[Excerpts of annotation records]
------------------------------

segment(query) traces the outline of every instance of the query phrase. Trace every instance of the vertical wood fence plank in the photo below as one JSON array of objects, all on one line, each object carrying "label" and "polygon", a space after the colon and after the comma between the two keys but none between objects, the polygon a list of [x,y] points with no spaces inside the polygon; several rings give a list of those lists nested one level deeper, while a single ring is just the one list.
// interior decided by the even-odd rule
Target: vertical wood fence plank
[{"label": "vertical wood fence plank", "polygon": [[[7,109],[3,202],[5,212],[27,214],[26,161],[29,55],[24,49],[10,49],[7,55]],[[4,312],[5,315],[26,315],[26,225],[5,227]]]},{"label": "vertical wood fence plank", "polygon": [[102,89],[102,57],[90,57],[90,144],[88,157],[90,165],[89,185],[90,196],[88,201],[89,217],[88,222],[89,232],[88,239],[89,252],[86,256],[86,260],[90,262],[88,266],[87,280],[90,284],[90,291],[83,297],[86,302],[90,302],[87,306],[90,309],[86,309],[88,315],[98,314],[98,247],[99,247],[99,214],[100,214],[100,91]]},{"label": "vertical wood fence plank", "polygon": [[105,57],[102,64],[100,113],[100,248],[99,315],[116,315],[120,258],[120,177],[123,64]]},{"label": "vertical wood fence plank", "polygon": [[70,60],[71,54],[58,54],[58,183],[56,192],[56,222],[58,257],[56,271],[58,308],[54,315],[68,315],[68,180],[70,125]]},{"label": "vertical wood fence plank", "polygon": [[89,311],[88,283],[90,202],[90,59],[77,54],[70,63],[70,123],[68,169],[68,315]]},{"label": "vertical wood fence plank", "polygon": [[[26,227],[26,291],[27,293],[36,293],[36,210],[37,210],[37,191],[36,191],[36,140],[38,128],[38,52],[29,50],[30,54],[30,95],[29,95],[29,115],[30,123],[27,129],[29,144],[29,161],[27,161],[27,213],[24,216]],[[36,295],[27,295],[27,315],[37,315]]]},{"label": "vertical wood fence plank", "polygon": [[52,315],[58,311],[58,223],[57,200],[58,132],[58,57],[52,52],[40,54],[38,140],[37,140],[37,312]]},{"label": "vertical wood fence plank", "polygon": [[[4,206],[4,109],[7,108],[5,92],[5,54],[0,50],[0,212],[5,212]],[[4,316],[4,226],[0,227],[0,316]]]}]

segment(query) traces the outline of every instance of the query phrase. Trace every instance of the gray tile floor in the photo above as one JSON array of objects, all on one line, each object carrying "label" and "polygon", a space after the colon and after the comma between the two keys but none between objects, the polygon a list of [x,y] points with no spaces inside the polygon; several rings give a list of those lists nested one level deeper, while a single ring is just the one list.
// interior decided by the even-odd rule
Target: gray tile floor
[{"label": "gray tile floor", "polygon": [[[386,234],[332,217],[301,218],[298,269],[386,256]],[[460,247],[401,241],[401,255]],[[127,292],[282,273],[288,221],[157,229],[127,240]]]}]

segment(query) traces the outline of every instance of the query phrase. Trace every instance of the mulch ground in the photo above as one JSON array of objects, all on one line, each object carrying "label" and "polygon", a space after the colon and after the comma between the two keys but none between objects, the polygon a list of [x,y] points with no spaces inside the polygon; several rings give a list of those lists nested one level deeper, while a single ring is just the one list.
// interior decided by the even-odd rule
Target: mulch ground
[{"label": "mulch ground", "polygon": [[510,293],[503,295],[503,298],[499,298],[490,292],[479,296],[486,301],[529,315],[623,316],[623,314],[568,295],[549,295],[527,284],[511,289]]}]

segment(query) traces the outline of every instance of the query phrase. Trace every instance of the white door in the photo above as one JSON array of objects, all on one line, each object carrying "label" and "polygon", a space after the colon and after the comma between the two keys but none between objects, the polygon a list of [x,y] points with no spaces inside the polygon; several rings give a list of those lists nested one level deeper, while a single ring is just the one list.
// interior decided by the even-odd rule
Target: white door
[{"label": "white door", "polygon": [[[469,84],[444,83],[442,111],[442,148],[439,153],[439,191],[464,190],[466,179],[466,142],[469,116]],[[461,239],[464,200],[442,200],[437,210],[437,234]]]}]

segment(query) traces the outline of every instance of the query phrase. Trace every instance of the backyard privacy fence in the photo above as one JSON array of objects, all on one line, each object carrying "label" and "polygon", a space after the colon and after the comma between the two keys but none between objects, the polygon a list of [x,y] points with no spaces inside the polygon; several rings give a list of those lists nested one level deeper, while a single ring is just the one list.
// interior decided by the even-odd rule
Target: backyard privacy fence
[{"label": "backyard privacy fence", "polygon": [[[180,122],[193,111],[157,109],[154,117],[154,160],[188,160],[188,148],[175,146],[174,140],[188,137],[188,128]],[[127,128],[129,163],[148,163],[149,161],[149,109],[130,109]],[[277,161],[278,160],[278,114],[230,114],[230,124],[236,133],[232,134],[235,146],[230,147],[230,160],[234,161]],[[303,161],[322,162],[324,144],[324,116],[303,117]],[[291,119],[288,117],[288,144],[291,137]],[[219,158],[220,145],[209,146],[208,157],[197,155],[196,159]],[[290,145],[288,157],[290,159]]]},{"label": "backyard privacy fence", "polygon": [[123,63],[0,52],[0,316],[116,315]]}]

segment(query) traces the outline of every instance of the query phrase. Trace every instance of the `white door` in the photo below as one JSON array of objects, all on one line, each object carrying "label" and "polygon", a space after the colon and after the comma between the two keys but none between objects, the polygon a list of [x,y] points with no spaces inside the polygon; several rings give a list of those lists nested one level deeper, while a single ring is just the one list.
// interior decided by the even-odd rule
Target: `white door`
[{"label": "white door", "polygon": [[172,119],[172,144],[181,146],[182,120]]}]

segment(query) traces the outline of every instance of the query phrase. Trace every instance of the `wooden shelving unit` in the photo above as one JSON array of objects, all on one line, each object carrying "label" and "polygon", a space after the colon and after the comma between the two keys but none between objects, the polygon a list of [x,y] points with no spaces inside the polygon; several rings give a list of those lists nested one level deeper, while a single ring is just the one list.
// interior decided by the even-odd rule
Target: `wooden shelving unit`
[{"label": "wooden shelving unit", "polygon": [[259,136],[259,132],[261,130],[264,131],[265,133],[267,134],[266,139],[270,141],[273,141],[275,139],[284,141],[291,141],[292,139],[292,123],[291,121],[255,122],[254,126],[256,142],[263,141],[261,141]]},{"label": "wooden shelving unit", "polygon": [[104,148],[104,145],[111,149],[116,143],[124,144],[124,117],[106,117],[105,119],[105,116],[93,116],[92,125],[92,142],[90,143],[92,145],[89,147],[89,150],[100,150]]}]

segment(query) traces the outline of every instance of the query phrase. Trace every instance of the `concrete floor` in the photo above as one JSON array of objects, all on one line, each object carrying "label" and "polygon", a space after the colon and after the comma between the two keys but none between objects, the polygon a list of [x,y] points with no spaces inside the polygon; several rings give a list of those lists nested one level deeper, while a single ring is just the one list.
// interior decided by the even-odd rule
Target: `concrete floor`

------------------------------

SET TASK: Copy the records above exactly as they appear.

SOLUTION FOR THIS TASK:
segment(query) traces the outline of every instance of the query phrase. Trace every instance of the vertical wood fence plank in the photo below as one JSON array of objects, all on one line, each object carrying "label" and "polygon", a space after the colon and after the comma between the two keys but none between objects, the polygon a list of [x,y] points with no spaces inside the polygon; several rings give a list of those lists nested one level deeper, while a single ring is just the one list.
// interior decided by the even-odd rule
Target: vertical wood fence plank
[{"label": "vertical wood fence plank", "polygon": [[[7,109],[3,202],[5,212],[27,214],[26,161],[29,55],[24,49],[10,49],[7,55]],[[4,312],[5,315],[26,315],[26,225],[5,227]]]},{"label": "vertical wood fence plank", "polygon": [[102,89],[102,57],[90,57],[90,144],[88,157],[90,165],[89,185],[90,196],[88,201],[89,217],[88,222],[89,232],[88,239],[89,252],[86,256],[86,260],[90,262],[88,266],[87,280],[90,284],[90,291],[83,297],[86,302],[90,302],[87,306],[90,309],[86,309],[88,315],[98,314],[98,247],[99,247],[99,214],[100,214],[100,91]]},{"label": "vertical wood fence plank", "polygon": [[105,57],[102,64],[100,113],[100,248],[99,315],[116,315],[120,258],[120,177],[123,64]]},{"label": "vertical wood fence plank", "polygon": [[70,60],[71,54],[58,54],[58,183],[56,192],[56,222],[58,257],[56,271],[58,308],[54,315],[68,315],[68,180],[70,125]]},{"label": "vertical wood fence plank", "polygon": [[89,311],[88,283],[90,202],[90,59],[77,54],[70,63],[70,123],[68,169],[68,315]]},{"label": "vertical wood fence plank", "polygon": [[[26,227],[26,291],[27,293],[36,293],[36,210],[37,210],[37,191],[36,191],[36,140],[38,128],[38,52],[29,50],[30,54],[30,95],[29,95],[29,115],[30,123],[27,129],[29,144],[29,161],[27,161],[27,213],[24,216]],[[36,295],[27,295],[27,315],[37,315]]]},{"label": "vertical wood fence plank", "polygon": [[52,315],[58,311],[58,223],[57,200],[58,132],[58,57],[52,52],[40,54],[38,140],[37,140],[37,312]]},{"label": "vertical wood fence plank", "polygon": [[[4,206],[4,109],[7,108],[5,92],[5,54],[0,50],[0,212],[5,212]],[[4,316],[4,226],[0,227],[0,316]]]}]

segment(query) traces the outline of every instance of the query phrase. Trace every instance of the gray tile floor in the photo above as one JSON array of objects, all on one line, each object carrying "label" and "polygon", a space after the colon and after the comma between the two keys but none between objects, the polygon a list of [x,y] points with no spaces inside the polygon; several rings give a list of those lists nested one level deeper, while a single ring is just the one list.
// interior decided by the even-odd rule
Target: gray tile floor
[{"label": "gray tile floor", "polygon": [[[386,234],[332,217],[301,218],[298,269],[386,256]],[[460,247],[401,241],[401,255]],[[127,292],[282,273],[288,221],[157,229],[127,240]]]}]

segment(query) traces the outline of every instance of the query phrase. Trace every instance of the mulch ground in the photo above as one JSON array of objects, all on one line, each object carrying "label" and "polygon", a space after the colon and after the comma between the two keys but none between objects, the polygon a list of [x,y] points with no spaces inside the polygon; several rings give a list of those lists nested one level deeper, while a single ring is just the one list.
// interior decided by the even-odd rule
Target: mulch ground
[{"label": "mulch ground", "polygon": [[510,293],[503,295],[503,298],[499,298],[490,292],[479,296],[486,301],[529,315],[623,316],[623,314],[568,295],[549,295],[527,284],[511,289]]}]

segment(query) traces the outline of every instance of the query phrase. Trace every instance of the white door in the photo above as one JSON array of objects, all on one line, each object carrying "label" and "polygon", a space after the colon and after the comma between the two keys but none between objects, the polygon a list of [x,y] points with no spaces inside the polygon; several rings give a list of those lists nested one level deeper, while a single ring is just the one list.
// interior decided by the even-odd rule
Target: white door
[{"label": "white door", "polygon": [[[469,84],[444,83],[442,111],[442,148],[439,153],[439,191],[464,190],[466,179],[466,142],[469,116]],[[461,239],[464,200],[442,200],[437,210],[437,234]]]}]

segment(query) traces the outline of every instance of the query phrase. Trace every instance of the backyard privacy fence in the photo above as one JSON array of objects, all on one line, each object carrying "label" and "polygon", a space after the colon and after the comma between the two keys but none between objects, the polygon a list of [x,y] points with no spaces inside the polygon; several rings give a list of those lists nested one level deeper, while a single ring is just the one list.
// interior decided by the even-odd rule
Target: backyard privacy fence
[{"label": "backyard privacy fence", "polygon": [[[180,122],[193,111],[157,109],[154,117],[154,160],[188,160],[188,148],[175,146],[174,140],[188,137],[188,128]],[[127,128],[129,163],[148,163],[149,161],[149,109],[130,109]],[[277,161],[278,160],[278,114],[230,114],[230,124],[236,133],[232,134],[235,146],[230,147],[230,160],[234,161]],[[303,161],[322,162],[324,144],[324,116],[303,117]],[[291,119],[288,117],[288,144],[291,137]],[[219,158],[220,145],[209,146],[208,157],[197,155],[196,159]],[[290,145],[288,157],[290,159]]]},{"label": "backyard privacy fence", "polygon": [[123,63],[0,52],[0,316],[116,315]]}]

segment(query) traces the outline of every instance of the query phrase. Trace every instance of the `white door` in the photo below as one JSON array of objects, all on one line, each object carrying "label" and "polygon", a space after the colon and after the comma between the two keys but none between objects, the polygon a list of [x,y] points with no spaces inside the polygon; several rings give a list of those lists nested one level deeper, while a single ring is just the one list.
// interior decided by the even-odd rule
Target: `white door`
[{"label": "white door", "polygon": [[172,119],[172,144],[181,146],[182,120]]}]

segment(query) traces the outline of every instance of the query phrase. Trace every instance of the `wooden shelving unit` in the photo above as one JSON array of objects, all on one line, each object carrying "label" and "polygon", a space after the colon and after the comma between the two keys but none between objects, the polygon a list of [x,y] points with no spaces inside the polygon; several rings give a list of those lists nested one level deeper, while a single ring is just the one list.
// interior decided by the even-odd rule
Target: `wooden shelving unit`
[{"label": "wooden shelving unit", "polygon": [[259,136],[259,132],[261,130],[264,131],[265,133],[267,134],[266,139],[270,141],[273,141],[275,139],[284,141],[291,141],[292,139],[292,123],[291,121],[255,122],[254,126],[256,142],[263,141],[261,141]]},{"label": "wooden shelving unit", "polygon": [[104,148],[104,145],[111,149],[116,143],[124,144],[124,117],[106,117],[105,119],[105,116],[93,116],[92,125],[92,142],[90,143],[92,145],[89,147],[89,150],[100,150]]}]

segment(query) traces the outline of every instance of the query phrase. Trace every instance of the `concrete floor` in the photo above as one JSON array of objects, all on one line, each object carrying "label" and "polygon", a space after the colon and after the comma between the two keys but none between objects, the polygon a list of [x,y] points with no spaces inside the polygon; several rings give a list of those lists nested one level deeper, while a single ring is just the one list.
// interior decided by the even-odd rule
Target: `concrete floor`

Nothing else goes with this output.